:: What is being asked ::
In the data below, substitute "corridor" for "hallway" and write out the stretch from the line containing "For the scene shown above, tell me where the white door" through the end of the data, leaving everything else unchanged.
______________________________
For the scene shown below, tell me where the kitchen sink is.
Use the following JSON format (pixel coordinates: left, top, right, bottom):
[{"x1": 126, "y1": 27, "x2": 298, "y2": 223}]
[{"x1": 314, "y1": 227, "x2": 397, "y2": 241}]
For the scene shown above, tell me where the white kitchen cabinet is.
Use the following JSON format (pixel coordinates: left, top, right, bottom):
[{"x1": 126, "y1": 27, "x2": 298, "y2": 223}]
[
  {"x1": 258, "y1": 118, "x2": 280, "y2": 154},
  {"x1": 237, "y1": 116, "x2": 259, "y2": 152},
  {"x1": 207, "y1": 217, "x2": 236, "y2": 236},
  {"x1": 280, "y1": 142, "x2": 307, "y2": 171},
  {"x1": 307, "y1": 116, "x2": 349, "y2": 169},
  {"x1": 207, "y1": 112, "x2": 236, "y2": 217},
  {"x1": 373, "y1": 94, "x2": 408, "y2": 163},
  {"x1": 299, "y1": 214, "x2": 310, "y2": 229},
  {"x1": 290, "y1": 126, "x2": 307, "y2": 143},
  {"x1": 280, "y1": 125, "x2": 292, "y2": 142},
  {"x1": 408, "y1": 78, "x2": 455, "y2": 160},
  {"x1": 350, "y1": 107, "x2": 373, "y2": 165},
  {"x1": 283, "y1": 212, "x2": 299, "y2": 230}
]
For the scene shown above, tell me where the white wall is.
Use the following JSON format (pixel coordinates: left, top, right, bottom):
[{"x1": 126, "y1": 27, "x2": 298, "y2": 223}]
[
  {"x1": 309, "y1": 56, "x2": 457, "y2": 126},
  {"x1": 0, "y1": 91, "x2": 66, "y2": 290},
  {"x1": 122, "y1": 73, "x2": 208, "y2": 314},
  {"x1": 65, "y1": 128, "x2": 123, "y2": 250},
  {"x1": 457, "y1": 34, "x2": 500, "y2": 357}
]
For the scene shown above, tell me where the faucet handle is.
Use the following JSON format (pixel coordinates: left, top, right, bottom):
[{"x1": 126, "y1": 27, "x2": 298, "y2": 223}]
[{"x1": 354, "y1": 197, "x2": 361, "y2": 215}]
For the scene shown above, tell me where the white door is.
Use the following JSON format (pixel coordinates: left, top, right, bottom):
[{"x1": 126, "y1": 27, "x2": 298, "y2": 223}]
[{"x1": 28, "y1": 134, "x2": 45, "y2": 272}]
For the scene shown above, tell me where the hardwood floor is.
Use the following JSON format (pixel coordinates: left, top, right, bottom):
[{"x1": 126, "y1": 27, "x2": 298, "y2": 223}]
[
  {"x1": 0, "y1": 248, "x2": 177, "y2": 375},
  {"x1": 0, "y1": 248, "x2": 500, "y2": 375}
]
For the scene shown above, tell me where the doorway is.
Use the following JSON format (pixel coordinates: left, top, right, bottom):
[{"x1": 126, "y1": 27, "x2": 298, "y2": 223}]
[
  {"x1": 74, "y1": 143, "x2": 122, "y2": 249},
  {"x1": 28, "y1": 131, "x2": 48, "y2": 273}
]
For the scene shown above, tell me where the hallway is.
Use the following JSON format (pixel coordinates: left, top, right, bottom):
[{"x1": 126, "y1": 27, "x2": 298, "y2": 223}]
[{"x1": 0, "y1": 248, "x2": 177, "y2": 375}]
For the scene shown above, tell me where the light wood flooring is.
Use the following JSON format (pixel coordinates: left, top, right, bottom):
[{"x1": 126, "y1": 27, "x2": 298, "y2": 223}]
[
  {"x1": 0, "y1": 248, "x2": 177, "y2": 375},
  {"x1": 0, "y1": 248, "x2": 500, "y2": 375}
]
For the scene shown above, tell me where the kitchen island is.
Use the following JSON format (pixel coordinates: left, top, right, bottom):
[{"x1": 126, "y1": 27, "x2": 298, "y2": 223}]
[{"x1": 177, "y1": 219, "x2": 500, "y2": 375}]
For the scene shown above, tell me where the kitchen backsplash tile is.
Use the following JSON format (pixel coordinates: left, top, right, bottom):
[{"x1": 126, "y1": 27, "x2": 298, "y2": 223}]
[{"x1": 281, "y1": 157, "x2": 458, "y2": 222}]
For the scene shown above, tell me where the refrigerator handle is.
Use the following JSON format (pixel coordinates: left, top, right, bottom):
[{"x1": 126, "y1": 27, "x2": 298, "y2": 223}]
______________________________
:: Final result ::
For the scene shown above, tell me where the white door is.
Use the following JSON format (pixel coordinates: left, top, right, bottom):
[{"x1": 126, "y1": 27, "x2": 298, "y2": 223}]
[{"x1": 28, "y1": 134, "x2": 45, "y2": 272}]
For the scene shown above, tell me where the hardwood floor is.
Use the following JSON format (pixel coordinates: left, top, right, bottom):
[{"x1": 126, "y1": 27, "x2": 298, "y2": 223}]
[
  {"x1": 0, "y1": 248, "x2": 177, "y2": 375},
  {"x1": 0, "y1": 248, "x2": 500, "y2": 375}
]
For the scene shown above, tell me where the doorway is.
Use the following JSON format (pixel coordinates: left, top, right, bottom):
[{"x1": 126, "y1": 27, "x2": 298, "y2": 223}]
[
  {"x1": 74, "y1": 143, "x2": 122, "y2": 249},
  {"x1": 28, "y1": 131, "x2": 48, "y2": 273}
]
For the scene shown above, tell me where the corridor is.
Use the following JSON format (pixel coordinates: left, top, right, bottom):
[{"x1": 126, "y1": 27, "x2": 298, "y2": 223}]
[{"x1": 0, "y1": 248, "x2": 177, "y2": 375}]
For the scene shown above, tell me where the light wood flooring is.
Use the following JSON format (pixel coordinates: left, top, right, bottom):
[{"x1": 126, "y1": 27, "x2": 298, "y2": 223}]
[
  {"x1": 0, "y1": 248, "x2": 177, "y2": 375},
  {"x1": 0, "y1": 248, "x2": 500, "y2": 375}
]
For the scene shown above, tell me where the kitchen island is.
Use the following JSON format (pixel coordinates: left, top, right, bottom):
[{"x1": 126, "y1": 27, "x2": 298, "y2": 223}]
[{"x1": 177, "y1": 219, "x2": 500, "y2": 375}]
For the scene shown above, tell me where the kitchen backsplash tile is.
Use the following JSON format (pixel coordinates: left, top, right, bottom):
[{"x1": 126, "y1": 27, "x2": 298, "y2": 223}]
[{"x1": 281, "y1": 157, "x2": 458, "y2": 222}]
For the scene shown above, tell me where the refrigerator handle is.
Use the following JSON format (pixel coordinates: left, top, right, bottom):
[{"x1": 126, "y1": 27, "x2": 298, "y2": 223}]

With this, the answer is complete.